Extrait du document.
——
L’alcool comme lubrifiant social (chez eux aussi ?)
Les quantités d’alcool consommées restent faibles — on est loin d’un chimpanzé ivre titubant dans la jungle —, mais les effets pourraient suffire à provoquer un léger relâchement, similaire à celui que recherchent les humains lors de moments de convivialité.
Chez nous, l’alcool est bien connu pour libérer dopamine et endorphines, entraînant des sensations de plaisir, de détente et de cohésion sociale. Les chercheurs posent ainsi une question fascinante : et si ces mécanismes neurochimiques étaient partagés avec d’autres primates ?
Anna Bowland, co-autrice de l’étude, rappelle que les chimpanzés, comme les humains, vivent dans des structures sociales complexes :
« Ce comportement pourrait refléter une forme primitive de festin, où la consommation d’un aliment particulier favorise la cohésion du groupe. »
——
Tâches à faire.
**1)** D'après l'extrait sur l'alcool chez les chimpanzés, quelles substances l'alcool libère-t-il chez l'humain ?
**2)** Reproduisez fidèlement le passage de l'extrait sur l'alcool chez les chimpanzés en commençant par « Les quantités d’alcool » et en continuant jusqu'à « d’autres primates ? ».
**3)** Poursuivez l'extrait sur l'alcool chez les chimpanzés à la suite de sa dernière phrase.
Les données forment un matériau à part, indépendant de l'extrait.
——
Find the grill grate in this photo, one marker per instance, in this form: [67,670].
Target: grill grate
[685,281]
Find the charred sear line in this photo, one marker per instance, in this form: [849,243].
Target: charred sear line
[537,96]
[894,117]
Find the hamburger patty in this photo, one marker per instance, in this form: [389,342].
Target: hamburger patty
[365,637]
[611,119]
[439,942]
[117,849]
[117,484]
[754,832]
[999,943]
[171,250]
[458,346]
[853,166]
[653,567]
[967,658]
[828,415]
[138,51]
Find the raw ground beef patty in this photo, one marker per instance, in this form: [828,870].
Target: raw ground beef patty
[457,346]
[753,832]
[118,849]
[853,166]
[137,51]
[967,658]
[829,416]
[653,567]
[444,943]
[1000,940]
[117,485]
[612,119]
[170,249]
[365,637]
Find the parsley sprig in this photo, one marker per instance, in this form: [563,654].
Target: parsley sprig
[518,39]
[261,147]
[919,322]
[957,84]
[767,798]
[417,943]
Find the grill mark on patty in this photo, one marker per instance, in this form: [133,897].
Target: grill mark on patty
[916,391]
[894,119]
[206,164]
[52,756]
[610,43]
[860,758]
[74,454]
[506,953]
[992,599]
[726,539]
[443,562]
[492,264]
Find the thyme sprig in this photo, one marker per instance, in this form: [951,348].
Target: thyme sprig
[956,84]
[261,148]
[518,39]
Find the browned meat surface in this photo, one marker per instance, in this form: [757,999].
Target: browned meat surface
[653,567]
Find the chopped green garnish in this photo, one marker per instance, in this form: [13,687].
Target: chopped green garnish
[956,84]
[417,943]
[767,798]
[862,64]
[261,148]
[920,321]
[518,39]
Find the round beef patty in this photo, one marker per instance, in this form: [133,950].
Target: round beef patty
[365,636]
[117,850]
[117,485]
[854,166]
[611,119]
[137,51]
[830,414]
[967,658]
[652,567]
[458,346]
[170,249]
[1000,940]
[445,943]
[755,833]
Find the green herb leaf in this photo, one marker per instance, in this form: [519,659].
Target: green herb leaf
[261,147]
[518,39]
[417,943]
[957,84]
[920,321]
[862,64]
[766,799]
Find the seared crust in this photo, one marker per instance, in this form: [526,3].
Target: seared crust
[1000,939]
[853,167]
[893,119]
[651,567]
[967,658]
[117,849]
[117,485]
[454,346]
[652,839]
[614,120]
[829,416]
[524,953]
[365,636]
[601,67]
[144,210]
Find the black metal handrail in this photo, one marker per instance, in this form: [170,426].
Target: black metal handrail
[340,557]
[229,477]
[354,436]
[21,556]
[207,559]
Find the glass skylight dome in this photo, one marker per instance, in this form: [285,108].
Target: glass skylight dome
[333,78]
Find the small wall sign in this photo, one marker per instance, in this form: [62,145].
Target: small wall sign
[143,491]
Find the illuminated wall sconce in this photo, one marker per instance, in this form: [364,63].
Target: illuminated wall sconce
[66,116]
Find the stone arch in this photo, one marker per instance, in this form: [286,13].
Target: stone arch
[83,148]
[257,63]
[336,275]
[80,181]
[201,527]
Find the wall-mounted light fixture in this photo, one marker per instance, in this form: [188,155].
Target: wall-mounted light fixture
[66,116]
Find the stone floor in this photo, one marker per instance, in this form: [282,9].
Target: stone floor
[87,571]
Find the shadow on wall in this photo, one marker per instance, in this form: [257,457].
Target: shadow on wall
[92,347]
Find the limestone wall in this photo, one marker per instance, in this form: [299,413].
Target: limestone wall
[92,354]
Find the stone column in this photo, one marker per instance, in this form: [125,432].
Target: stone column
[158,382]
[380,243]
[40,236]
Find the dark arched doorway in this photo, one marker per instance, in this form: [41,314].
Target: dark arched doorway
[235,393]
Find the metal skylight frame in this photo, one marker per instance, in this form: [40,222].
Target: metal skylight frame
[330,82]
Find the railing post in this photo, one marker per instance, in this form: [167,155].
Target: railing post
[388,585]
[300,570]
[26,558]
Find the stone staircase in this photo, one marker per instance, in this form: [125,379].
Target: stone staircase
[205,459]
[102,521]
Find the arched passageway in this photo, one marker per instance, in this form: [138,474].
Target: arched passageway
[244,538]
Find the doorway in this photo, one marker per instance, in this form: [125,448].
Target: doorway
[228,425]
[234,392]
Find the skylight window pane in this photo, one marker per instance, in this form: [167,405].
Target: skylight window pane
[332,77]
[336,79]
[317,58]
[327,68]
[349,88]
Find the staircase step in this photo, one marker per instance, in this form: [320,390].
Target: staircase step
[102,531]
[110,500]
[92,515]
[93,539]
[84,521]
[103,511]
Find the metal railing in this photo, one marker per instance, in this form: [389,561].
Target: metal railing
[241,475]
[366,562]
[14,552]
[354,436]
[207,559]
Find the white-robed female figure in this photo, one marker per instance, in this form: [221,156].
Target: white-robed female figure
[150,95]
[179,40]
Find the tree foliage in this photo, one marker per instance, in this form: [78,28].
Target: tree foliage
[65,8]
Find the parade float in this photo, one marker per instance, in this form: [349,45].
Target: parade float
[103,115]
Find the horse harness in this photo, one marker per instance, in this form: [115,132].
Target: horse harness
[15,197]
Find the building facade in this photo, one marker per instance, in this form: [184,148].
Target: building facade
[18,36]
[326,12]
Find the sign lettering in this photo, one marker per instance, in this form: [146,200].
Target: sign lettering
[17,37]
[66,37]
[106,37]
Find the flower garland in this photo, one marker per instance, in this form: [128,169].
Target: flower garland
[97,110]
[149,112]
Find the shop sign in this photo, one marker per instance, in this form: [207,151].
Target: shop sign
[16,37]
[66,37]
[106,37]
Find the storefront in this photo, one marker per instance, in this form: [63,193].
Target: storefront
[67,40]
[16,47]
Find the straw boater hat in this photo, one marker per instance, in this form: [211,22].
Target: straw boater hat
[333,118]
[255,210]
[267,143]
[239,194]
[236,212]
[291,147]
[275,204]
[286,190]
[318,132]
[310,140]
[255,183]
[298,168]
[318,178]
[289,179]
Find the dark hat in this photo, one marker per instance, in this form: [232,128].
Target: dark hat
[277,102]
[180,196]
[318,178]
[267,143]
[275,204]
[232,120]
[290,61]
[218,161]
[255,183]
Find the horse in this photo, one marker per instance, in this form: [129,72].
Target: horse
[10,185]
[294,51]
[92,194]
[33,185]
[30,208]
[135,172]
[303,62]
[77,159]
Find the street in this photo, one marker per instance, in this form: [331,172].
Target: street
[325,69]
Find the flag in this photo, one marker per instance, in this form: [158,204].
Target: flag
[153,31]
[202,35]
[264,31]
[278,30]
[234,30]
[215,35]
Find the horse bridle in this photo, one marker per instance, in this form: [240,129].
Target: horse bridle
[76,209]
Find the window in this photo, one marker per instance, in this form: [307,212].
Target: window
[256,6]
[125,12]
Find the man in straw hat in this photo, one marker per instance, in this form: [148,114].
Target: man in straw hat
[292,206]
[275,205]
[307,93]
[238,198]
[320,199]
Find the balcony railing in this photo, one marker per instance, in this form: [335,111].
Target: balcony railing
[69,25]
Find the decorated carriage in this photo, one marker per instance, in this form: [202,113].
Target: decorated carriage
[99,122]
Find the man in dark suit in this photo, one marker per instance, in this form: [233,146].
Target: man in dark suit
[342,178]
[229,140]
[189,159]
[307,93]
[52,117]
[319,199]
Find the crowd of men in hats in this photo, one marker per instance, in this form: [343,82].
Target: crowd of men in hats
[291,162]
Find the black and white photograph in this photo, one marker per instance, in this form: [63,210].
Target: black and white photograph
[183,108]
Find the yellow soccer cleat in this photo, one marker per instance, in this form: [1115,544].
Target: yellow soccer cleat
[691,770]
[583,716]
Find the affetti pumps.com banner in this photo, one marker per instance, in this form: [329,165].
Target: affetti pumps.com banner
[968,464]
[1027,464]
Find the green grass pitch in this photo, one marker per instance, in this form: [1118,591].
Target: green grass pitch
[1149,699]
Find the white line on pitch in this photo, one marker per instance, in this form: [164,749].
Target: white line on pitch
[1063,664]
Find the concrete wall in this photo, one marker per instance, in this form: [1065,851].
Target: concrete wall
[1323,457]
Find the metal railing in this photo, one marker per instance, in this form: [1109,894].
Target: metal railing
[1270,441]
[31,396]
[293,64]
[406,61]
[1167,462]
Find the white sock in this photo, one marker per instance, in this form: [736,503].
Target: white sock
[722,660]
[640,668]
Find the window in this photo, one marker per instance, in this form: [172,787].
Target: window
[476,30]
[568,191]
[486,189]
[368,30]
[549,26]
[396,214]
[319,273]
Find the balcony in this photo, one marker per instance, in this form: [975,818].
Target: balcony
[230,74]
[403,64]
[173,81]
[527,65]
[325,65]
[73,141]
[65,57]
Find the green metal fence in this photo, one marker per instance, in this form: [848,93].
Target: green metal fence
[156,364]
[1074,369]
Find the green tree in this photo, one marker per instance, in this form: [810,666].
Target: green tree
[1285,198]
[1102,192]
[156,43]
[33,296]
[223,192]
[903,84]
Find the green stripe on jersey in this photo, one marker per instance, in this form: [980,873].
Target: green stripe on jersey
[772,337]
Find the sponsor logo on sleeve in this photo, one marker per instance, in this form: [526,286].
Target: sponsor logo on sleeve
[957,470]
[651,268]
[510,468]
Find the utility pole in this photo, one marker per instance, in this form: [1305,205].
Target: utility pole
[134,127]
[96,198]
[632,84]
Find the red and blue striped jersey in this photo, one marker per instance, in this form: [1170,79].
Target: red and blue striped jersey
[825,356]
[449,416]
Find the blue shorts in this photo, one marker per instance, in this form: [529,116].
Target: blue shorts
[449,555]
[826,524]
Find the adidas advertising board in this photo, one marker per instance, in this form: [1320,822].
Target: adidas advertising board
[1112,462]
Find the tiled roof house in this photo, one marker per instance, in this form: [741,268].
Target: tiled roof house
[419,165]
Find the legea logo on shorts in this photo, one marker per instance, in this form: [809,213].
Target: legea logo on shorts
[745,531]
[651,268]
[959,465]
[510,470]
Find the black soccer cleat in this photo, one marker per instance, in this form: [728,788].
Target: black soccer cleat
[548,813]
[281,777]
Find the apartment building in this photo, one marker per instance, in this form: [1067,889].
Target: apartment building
——
Réponses par tâche.
**1)** La dopamine et les endorphines.

**2)**
Les quantités d’alcool consommées restent faibles — on est loin d’un chimpanzé ivre titubant dans la jungle —, mais les effets pourraient suffire à provoquer un léger relâchement, similaire à celui que recherchent les humains lors de moments de convivialité.
Chez nous, l’alcool est bien connu pour libérer dopamine et endorphines, entraînant des sensations de plaisir, de détente et de cohésion sociale. Les chercheurs posent ainsi une question fascinante : et si ces mécanismes neurochimiques étaient partagés avec d’autres primates ?

**3)**
Une histoire évolutive enracinée dans la jungle
Cette découverte s’ajoute à un corpus grandissant de recherches suggérant que la tolérance à l’alcool est profondément ancrée dans notre lignée évolutive. Il y a environ 10 millions d’années, nos ancêtres communs avec les grands singes auraient développé une mutation génétique leur permettant de mieux métaboliser l’éthanol. Ce trait leur aurait permis de consommer sans danger des fruits tombés et fermentés, riches en énergie.
C’est l’idée au cœur de l’hypothèse du « singe ivre » : ceux qui étaient attirés par l’odeur de l’alcool (volatil, détectable à distance) avaient un avantage pour repérer les fruits mûrs. Un avantage de survie qui aurait contribué à la transmission de ces gènes… jusqu’à l’Homo sapiens.
En d’autres termes, notre penchant culturel pour l’alcool pourrait bien avoir des racines profondes et partagées avec les chimpanzés.